═══ SUPPLIED RECORDS ═══

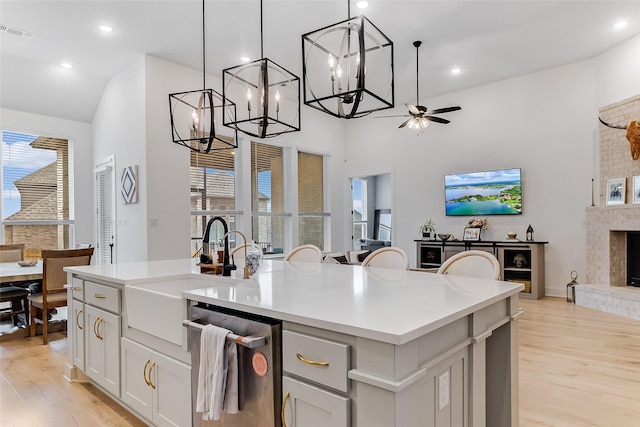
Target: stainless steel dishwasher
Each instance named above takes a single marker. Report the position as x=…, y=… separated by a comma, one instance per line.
x=259, y=365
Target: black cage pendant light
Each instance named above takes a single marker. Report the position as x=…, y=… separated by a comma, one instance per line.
x=270, y=94
x=194, y=114
x=348, y=68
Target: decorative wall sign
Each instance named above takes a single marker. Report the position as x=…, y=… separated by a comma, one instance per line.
x=129, y=184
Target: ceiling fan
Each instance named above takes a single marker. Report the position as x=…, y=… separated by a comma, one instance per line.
x=419, y=115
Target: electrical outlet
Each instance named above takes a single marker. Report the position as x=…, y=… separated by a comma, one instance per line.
x=443, y=391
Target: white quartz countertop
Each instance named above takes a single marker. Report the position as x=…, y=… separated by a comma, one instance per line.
x=393, y=306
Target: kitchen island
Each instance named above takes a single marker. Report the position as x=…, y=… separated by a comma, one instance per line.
x=407, y=348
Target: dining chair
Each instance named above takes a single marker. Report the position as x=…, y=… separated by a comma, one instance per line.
x=472, y=263
x=12, y=252
x=387, y=257
x=54, y=278
x=16, y=297
x=307, y=253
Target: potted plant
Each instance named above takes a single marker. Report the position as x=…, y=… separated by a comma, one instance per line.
x=428, y=229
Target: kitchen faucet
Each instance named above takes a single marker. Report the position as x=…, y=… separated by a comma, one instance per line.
x=205, y=258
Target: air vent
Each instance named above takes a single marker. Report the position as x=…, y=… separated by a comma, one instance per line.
x=16, y=31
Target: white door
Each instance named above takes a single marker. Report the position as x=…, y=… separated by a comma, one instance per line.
x=105, y=213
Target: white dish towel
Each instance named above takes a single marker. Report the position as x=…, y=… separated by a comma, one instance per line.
x=217, y=357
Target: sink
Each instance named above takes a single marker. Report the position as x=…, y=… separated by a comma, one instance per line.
x=157, y=308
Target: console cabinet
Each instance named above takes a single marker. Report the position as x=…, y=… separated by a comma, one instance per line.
x=521, y=262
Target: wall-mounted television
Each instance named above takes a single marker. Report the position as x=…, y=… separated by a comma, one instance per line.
x=494, y=192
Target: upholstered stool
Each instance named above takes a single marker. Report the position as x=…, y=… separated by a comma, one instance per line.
x=19, y=303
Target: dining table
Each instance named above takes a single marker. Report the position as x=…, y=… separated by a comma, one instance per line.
x=13, y=272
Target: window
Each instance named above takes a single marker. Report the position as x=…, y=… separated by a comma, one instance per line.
x=36, y=191
x=213, y=193
x=268, y=201
x=312, y=216
x=359, y=209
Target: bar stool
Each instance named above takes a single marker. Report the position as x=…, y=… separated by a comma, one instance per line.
x=18, y=297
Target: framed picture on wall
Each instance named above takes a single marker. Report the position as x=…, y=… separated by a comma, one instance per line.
x=129, y=184
x=636, y=189
x=471, y=234
x=616, y=189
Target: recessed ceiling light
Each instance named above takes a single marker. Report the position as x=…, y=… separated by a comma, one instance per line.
x=620, y=25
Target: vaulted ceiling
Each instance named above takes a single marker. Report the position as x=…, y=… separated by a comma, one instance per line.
x=488, y=40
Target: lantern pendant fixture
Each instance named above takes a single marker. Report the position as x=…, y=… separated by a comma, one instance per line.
x=347, y=68
x=194, y=114
x=271, y=92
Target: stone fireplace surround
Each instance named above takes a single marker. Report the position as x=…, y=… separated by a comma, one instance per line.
x=607, y=226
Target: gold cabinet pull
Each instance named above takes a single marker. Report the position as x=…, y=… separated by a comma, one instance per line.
x=284, y=406
x=96, y=328
x=310, y=362
x=77, y=319
x=144, y=373
x=151, y=384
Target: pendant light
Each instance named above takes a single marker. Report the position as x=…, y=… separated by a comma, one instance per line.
x=194, y=114
x=347, y=68
x=270, y=94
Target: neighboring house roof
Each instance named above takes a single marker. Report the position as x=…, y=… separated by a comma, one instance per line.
x=37, y=194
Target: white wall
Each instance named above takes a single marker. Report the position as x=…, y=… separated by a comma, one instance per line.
x=618, y=73
x=119, y=130
x=545, y=123
x=80, y=135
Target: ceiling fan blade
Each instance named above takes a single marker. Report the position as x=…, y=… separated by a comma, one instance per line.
x=404, y=124
x=445, y=110
x=437, y=119
x=415, y=110
x=399, y=115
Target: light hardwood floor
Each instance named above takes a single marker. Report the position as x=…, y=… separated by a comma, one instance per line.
x=578, y=367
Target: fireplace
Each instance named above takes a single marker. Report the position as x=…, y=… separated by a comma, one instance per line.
x=612, y=231
x=633, y=258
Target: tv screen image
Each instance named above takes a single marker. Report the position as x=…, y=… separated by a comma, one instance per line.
x=496, y=192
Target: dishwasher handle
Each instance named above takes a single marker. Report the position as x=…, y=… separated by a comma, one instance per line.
x=251, y=341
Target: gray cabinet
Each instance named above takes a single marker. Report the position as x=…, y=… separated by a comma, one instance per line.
x=315, y=385
x=521, y=262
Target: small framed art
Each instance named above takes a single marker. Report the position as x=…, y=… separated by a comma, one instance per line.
x=616, y=189
x=471, y=234
x=129, y=184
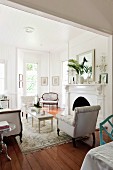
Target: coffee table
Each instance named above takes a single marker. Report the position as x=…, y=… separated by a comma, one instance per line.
x=40, y=115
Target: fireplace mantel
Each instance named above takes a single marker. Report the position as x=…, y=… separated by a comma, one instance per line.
x=94, y=93
x=97, y=89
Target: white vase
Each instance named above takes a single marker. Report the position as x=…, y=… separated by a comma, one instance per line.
x=81, y=79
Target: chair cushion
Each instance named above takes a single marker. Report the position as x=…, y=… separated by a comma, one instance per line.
x=66, y=118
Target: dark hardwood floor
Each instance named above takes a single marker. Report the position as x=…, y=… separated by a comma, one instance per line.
x=64, y=156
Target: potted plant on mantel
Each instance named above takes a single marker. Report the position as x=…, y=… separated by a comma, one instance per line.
x=79, y=68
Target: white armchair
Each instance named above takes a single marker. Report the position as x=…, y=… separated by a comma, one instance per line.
x=79, y=125
x=27, y=101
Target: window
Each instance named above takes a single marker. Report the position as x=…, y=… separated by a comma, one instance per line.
x=31, y=78
x=64, y=80
x=65, y=72
x=2, y=77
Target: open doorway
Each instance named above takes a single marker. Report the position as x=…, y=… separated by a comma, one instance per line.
x=47, y=43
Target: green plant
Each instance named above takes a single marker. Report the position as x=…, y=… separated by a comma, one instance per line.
x=88, y=70
x=80, y=68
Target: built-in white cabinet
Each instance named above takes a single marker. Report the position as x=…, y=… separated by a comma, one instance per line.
x=4, y=103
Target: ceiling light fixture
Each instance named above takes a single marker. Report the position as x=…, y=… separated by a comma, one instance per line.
x=29, y=29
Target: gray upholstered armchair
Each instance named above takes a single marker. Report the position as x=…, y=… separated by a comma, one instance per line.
x=79, y=125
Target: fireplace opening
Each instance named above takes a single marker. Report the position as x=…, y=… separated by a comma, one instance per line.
x=79, y=102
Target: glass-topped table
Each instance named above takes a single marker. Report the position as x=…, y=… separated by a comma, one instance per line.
x=3, y=146
x=40, y=115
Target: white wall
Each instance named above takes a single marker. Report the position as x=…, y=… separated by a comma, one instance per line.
x=91, y=13
x=87, y=42
x=8, y=54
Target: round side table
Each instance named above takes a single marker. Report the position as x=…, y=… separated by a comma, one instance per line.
x=3, y=146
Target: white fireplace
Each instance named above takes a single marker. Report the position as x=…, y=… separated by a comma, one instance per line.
x=94, y=93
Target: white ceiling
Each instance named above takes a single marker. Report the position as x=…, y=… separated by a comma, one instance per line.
x=48, y=35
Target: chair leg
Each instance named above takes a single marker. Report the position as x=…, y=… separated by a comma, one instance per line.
x=58, y=130
x=93, y=134
x=26, y=116
x=22, y=114
x=74, y=142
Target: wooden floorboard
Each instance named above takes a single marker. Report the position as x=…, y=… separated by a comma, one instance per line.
x=60, y=157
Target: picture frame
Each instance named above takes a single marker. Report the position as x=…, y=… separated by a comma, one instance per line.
x=44, y=81
x=55, y=80
x=104, y=78
x=20, y=77
x=20, y=84
x=90, y=57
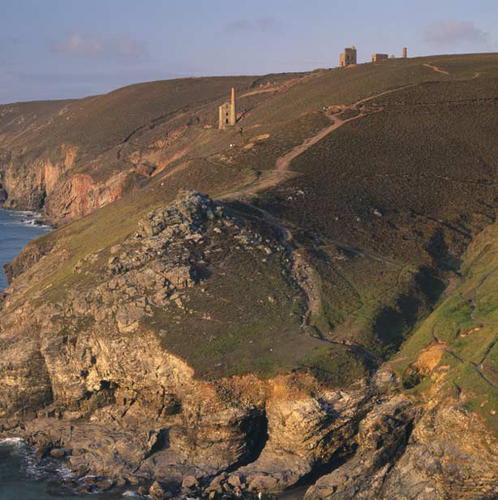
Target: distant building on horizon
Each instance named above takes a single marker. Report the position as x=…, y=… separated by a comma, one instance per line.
x=348, y=57
x=227, y=113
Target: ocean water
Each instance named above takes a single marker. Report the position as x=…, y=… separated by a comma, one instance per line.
x=21, y=476
x=16, y=229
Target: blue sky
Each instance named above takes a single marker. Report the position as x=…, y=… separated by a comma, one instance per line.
x=71, y=48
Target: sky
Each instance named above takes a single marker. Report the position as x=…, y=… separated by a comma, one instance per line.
x=58, y=49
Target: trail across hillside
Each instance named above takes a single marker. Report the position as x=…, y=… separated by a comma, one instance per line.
x=282, y=171
x=436, y=69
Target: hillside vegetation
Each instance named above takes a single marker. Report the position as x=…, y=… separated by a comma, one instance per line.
x=308, y=294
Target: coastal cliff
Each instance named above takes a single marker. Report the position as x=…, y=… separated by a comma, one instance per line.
x=322, y=319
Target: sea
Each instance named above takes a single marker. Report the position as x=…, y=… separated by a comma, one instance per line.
x=22, y=476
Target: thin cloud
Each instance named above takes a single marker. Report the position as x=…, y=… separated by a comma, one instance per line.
x=260, y=25
x=112, y=47
x=450, y=32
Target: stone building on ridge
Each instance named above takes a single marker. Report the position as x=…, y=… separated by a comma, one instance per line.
x=348, y=57
x=379, y=57
x=227, y=113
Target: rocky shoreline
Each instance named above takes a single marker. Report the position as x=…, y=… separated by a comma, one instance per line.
x=96, y=388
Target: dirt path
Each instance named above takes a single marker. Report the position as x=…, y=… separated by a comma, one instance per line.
x=282, y=171
x=436, y=69
x=304, y=273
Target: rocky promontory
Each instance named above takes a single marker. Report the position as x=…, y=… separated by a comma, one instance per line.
x=90, y=378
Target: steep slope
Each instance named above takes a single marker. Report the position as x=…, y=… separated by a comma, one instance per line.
x=239, y=341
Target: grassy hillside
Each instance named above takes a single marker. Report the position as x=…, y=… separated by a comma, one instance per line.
x=455, y=349
x=382, y=209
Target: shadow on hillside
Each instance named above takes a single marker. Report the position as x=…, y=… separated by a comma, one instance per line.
x=393, y=323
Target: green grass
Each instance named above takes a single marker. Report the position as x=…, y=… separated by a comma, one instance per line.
x=427, y=167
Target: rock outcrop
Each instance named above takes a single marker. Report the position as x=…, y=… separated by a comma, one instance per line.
x=88, y=378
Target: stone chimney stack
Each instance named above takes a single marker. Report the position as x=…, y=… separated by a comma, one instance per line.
x=233, y=110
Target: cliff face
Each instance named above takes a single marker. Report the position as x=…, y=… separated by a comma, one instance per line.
x=68, y=158
x=290, y=330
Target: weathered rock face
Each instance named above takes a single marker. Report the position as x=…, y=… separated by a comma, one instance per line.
x=88, y=376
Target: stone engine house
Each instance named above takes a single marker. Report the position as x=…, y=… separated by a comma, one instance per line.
x=348, y=57
x=227, y=113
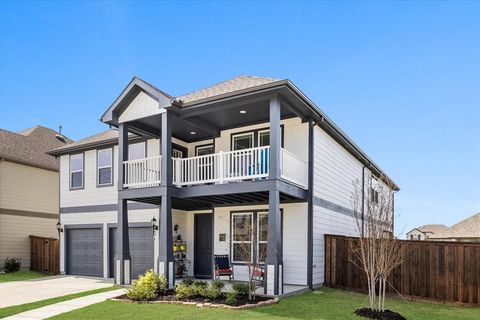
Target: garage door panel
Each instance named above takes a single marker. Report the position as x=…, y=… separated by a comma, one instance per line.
x=85, y=252
x=141, y=249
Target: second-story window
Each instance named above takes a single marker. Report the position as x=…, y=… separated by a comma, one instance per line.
x=76, y=171
x=104, y=165
x=136, y=151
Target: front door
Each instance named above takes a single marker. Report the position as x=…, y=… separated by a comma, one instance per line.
x=203, y=245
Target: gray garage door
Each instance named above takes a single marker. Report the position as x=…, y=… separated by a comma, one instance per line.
x=85, y=252
x=141, y=249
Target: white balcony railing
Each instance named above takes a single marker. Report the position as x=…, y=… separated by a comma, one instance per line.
x=293, y=168
x=222, y=167
x=142, y=173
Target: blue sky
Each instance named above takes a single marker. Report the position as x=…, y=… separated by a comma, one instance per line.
x=401, y=78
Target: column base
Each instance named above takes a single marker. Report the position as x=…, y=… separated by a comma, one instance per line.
x=166, y=269
x=274, y=283
x=122, y=271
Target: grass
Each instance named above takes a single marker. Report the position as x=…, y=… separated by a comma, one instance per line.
x=21, y=275
x=8, y=311
x=321, y=304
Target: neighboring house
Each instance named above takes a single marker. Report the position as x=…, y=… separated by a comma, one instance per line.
x=465, y=230
x=247, y=165
x=425, y=232
x=29, y=189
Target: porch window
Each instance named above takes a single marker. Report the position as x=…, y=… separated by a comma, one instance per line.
x=136, y=151
x=242, y=237
x=242, y=141
x=204, y=150
x=104, y=167
x=262, y=235
x=76, y=171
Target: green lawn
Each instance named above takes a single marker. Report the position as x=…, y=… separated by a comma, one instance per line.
x=321, y=304
x=8, y=311
x=21, y=275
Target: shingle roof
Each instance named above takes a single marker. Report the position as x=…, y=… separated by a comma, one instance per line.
x=29, y=146
x=468, y=228
x=226, y=87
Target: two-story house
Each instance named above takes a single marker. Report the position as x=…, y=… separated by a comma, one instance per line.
x=249, y=167
x=28, y=189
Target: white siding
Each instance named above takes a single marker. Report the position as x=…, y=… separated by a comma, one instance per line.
x=335, y=172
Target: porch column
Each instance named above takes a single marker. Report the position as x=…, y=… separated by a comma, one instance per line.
x=275, y=139
x=122, y=252
x=274, y=260
x=166, y=261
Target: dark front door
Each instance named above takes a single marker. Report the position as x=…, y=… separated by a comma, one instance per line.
x=203, y=245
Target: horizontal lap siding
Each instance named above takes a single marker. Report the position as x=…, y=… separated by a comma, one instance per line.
x=294, y=240
x=335, y=171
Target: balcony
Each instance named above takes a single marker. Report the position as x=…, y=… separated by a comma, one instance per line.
x=218, y=168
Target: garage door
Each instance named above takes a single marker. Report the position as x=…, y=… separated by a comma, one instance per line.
x=141, y=249
x=85, y=252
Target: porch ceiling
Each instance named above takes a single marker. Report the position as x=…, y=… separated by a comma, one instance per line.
x=208, y=202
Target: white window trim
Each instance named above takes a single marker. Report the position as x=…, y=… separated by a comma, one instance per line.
x=209, y=146
x=75, y=171
x=236, y=241
x=104, y=167
x=251, y=134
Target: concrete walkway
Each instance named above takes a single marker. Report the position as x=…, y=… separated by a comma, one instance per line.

═══

Rewrite the records starting at their beginning and ending at the line containing "x=348, y=68", both ends included. Keep every request as it stands, scale each answer coordinate by 1.85, round the results to whole numbers with halves going up, and leave out the pictures.

Target: stainless steel dishwasher
Each instance named above takes a single marker. Report the position as x=…, y=… separated by a comma, one instance per line.
x=479, y=675
Target: black cage pendant light
Each instance named above takes a single marker. Report the position as x=…, y=… separated by a comma, one instance per line.
x=500, y=174
x=359, y=211
x=644, y=126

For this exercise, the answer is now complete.